Required action:
Among the entries that follow, find every line with the word "wall" and list it.

Stored data entries:
--- START ---
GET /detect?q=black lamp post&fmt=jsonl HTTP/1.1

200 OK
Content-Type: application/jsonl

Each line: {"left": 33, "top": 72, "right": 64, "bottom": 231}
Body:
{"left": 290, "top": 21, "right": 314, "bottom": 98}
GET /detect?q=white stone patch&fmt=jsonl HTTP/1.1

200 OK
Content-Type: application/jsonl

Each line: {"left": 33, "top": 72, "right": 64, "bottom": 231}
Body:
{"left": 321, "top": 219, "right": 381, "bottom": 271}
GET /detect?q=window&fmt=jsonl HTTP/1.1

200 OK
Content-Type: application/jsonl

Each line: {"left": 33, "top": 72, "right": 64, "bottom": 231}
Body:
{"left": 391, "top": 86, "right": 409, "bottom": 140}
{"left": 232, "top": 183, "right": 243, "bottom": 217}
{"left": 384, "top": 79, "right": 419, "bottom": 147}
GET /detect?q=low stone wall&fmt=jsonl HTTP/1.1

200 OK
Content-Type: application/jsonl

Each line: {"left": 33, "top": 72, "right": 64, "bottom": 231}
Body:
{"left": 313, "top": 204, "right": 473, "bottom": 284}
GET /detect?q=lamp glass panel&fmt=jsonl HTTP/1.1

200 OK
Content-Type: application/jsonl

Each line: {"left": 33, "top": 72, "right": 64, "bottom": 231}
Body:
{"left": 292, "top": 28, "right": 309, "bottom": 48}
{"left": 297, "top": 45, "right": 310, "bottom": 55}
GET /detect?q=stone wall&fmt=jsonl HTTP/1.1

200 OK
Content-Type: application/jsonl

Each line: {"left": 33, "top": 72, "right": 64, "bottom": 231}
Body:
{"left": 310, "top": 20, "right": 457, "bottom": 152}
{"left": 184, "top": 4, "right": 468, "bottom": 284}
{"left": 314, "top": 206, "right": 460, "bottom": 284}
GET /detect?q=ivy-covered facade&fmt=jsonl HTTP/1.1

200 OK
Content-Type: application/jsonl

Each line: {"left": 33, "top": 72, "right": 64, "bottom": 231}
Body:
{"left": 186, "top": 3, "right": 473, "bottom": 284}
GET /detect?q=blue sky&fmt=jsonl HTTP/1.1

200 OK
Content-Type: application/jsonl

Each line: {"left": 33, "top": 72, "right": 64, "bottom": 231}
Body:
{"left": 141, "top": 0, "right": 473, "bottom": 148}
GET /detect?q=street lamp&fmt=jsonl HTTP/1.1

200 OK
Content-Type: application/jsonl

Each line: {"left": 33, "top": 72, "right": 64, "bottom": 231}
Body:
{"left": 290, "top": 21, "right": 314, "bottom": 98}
--- END ---
Result of the exercise:
GET /detect?q=low stone wall&fmt=jsonl HTTP/1.1
GET /detect?q=stone wall&fmt=jsonl HTTP/1.1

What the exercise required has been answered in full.